**Segmentation mask data**
════════

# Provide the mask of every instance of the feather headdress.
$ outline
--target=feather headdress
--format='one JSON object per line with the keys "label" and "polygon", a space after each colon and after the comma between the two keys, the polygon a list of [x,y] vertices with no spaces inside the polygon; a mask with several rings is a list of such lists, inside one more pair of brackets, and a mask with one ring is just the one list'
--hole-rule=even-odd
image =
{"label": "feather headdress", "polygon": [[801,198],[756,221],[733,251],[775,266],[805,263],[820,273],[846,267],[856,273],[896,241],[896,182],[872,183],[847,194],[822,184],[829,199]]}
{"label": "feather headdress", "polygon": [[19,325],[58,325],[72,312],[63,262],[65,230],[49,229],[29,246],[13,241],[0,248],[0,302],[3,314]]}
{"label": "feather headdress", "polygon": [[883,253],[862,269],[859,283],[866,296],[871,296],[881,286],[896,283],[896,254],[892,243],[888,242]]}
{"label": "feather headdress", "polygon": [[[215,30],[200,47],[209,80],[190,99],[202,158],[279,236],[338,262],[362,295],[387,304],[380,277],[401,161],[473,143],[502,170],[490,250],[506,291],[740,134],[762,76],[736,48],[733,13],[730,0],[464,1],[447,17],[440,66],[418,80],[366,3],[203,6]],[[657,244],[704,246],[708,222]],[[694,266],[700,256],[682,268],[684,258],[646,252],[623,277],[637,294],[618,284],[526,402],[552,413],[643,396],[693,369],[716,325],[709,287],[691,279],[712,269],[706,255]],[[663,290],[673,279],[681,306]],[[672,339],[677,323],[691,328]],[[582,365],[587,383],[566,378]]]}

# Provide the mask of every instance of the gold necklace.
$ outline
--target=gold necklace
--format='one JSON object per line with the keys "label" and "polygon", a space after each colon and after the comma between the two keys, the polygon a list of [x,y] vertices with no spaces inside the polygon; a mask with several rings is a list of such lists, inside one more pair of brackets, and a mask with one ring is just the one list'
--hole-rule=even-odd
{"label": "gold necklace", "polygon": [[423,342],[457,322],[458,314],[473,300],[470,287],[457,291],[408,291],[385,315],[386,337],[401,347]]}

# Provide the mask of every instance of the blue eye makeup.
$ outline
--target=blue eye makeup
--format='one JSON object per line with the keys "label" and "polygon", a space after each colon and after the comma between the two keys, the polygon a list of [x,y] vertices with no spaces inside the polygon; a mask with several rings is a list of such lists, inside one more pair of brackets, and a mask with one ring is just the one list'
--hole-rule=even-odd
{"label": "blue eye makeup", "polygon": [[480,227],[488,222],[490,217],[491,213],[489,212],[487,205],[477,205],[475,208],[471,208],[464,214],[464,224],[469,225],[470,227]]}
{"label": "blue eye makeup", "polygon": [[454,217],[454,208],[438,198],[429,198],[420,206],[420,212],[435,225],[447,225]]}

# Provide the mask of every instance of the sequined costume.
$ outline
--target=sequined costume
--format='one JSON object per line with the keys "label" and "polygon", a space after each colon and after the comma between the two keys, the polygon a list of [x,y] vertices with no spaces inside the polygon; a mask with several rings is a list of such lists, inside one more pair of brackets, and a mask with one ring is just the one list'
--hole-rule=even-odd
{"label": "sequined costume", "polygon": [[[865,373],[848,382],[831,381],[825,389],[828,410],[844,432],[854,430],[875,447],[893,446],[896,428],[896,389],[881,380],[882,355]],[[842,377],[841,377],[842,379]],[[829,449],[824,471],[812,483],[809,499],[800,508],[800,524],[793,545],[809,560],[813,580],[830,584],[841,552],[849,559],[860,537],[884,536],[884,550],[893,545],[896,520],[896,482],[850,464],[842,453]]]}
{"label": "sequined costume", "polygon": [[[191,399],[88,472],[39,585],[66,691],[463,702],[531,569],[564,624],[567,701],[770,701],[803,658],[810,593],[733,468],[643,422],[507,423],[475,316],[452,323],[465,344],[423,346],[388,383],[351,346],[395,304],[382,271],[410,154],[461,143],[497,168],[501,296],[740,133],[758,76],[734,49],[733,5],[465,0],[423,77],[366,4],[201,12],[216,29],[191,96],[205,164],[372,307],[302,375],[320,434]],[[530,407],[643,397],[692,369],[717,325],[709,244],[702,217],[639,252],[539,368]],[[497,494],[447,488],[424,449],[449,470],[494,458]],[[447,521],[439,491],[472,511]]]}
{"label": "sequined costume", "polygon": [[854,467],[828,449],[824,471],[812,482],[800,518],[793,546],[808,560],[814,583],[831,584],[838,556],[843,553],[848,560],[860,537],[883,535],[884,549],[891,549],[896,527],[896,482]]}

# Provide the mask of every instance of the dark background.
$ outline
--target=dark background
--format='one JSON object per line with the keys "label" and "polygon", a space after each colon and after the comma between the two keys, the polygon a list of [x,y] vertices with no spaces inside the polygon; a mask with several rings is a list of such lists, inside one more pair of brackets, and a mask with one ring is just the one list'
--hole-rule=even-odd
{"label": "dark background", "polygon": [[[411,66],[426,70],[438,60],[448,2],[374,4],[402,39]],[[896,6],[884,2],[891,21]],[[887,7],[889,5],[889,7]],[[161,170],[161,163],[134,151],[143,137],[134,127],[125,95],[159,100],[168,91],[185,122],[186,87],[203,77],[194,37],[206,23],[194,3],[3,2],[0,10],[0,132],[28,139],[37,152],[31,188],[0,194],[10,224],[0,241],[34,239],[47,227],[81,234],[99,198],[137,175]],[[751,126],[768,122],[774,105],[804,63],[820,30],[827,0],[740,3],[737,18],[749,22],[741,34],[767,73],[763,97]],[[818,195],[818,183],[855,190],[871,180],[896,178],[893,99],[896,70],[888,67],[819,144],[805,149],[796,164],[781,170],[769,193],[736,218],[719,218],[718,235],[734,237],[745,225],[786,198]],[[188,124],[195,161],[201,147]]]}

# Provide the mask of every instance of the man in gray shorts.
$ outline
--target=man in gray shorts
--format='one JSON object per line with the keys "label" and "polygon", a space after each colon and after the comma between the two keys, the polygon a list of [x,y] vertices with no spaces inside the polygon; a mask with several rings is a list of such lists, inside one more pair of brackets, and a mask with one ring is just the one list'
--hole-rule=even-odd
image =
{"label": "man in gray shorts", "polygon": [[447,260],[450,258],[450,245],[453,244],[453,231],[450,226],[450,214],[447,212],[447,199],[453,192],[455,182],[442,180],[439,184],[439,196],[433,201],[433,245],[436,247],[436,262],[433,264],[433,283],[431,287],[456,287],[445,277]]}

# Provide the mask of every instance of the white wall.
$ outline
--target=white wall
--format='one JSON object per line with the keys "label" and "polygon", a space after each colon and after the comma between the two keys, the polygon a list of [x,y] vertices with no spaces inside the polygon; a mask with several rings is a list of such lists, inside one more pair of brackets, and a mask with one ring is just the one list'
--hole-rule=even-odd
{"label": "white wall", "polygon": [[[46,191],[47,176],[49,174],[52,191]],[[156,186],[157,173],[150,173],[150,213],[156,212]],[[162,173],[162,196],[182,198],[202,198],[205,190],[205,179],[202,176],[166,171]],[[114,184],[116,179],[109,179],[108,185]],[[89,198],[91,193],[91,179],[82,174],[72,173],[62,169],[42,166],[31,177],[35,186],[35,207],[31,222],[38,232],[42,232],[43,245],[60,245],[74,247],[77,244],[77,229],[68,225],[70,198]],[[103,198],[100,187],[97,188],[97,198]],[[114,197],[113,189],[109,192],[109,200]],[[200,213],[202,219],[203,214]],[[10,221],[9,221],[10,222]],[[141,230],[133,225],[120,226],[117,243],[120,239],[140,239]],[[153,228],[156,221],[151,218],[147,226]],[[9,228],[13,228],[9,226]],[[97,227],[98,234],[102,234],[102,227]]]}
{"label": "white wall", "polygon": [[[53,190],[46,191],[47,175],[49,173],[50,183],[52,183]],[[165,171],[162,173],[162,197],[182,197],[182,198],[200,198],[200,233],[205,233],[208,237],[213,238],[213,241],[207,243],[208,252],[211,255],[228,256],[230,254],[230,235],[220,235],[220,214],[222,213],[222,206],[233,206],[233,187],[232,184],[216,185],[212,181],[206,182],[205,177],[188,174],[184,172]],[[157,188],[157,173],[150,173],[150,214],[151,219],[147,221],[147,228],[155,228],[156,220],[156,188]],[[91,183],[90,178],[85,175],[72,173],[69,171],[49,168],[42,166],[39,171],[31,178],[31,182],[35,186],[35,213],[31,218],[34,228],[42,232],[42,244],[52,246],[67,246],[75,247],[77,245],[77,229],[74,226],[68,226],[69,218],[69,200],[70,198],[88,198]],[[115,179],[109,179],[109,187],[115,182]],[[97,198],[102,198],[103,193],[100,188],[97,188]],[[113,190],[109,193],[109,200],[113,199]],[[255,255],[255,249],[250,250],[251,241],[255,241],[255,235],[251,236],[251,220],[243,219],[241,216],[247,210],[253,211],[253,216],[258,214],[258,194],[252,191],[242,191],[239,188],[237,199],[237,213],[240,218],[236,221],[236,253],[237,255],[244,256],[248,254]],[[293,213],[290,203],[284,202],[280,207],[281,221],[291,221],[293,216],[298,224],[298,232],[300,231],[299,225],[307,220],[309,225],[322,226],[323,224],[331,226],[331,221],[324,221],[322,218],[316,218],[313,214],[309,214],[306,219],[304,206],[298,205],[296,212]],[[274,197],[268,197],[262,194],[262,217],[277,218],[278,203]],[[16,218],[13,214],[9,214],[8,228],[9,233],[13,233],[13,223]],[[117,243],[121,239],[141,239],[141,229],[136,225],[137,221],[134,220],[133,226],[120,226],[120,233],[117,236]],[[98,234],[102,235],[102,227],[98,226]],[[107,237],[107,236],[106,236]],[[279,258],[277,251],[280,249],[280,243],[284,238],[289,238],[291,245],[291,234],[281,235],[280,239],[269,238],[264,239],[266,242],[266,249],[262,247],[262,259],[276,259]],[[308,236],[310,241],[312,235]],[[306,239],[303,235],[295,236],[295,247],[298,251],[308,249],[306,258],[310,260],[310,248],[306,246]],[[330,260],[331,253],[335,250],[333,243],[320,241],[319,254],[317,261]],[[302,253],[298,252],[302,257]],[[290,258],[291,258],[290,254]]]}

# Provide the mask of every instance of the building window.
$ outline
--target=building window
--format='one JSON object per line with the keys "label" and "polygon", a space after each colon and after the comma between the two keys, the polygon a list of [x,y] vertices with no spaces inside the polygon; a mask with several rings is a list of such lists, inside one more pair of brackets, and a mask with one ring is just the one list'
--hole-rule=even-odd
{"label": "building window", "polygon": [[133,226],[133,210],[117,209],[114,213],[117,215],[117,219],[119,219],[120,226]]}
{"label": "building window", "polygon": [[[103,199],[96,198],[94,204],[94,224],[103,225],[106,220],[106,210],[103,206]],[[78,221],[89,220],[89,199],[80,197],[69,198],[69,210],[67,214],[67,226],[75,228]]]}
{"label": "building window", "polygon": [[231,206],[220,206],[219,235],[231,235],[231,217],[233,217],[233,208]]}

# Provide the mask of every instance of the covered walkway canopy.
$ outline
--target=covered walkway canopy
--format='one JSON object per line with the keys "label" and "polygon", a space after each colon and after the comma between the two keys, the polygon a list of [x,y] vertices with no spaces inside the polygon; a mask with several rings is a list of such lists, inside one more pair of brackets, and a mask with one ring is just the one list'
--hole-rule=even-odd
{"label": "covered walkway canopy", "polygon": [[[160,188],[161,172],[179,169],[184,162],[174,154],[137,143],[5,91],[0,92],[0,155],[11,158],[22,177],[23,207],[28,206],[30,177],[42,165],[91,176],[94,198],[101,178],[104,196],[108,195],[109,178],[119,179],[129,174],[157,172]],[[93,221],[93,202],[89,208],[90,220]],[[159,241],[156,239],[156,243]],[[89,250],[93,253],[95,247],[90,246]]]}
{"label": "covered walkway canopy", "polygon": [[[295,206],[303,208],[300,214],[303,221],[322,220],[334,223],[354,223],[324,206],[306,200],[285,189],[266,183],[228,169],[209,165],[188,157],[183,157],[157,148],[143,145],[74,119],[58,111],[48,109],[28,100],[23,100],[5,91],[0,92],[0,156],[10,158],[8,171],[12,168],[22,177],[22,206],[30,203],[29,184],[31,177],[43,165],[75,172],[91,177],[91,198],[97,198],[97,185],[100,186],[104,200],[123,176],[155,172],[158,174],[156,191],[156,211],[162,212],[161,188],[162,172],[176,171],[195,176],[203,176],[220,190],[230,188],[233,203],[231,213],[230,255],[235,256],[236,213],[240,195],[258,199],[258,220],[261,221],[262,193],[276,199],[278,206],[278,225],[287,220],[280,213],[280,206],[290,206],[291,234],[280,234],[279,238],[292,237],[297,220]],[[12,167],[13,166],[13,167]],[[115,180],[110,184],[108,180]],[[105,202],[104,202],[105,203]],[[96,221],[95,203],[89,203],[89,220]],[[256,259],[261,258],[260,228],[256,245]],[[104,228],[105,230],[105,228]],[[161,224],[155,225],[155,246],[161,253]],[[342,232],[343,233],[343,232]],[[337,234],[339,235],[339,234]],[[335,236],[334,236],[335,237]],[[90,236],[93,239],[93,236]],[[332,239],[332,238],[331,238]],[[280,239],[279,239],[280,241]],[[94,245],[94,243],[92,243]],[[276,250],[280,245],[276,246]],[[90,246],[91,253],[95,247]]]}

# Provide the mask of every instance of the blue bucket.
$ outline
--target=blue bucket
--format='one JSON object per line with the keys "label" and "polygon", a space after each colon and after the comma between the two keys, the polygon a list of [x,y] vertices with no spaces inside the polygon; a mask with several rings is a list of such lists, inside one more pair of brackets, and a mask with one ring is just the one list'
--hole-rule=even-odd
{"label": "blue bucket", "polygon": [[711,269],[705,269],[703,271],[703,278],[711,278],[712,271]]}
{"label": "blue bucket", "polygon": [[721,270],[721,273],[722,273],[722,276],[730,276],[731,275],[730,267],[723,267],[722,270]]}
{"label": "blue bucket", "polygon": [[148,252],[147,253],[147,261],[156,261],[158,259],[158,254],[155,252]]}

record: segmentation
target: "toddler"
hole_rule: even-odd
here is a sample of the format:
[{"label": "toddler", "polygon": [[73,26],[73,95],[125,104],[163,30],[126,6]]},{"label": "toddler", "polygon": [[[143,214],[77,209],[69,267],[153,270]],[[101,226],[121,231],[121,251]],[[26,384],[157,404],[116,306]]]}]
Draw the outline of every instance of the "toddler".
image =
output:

════════

**GOAL OF THE EXERCISE**
Search the records for the string "toddler" and, wherever a line contains it, please copy that line.

**ANSWER TO THIS PROBLEM**
target: "toddler"
[{"label": "toddler", "polygon": [[73,26],[73,95],[125,104],[163,30],[126,6]]},{"label": "toddler", "polygon": [[[143,214],[77,209],[69,267],[153,270]],[[101,226],[121,231],[121,251]],[[26,384],[157,404],[116,306]]]}]
Draw the outline of every instance of the "toddler".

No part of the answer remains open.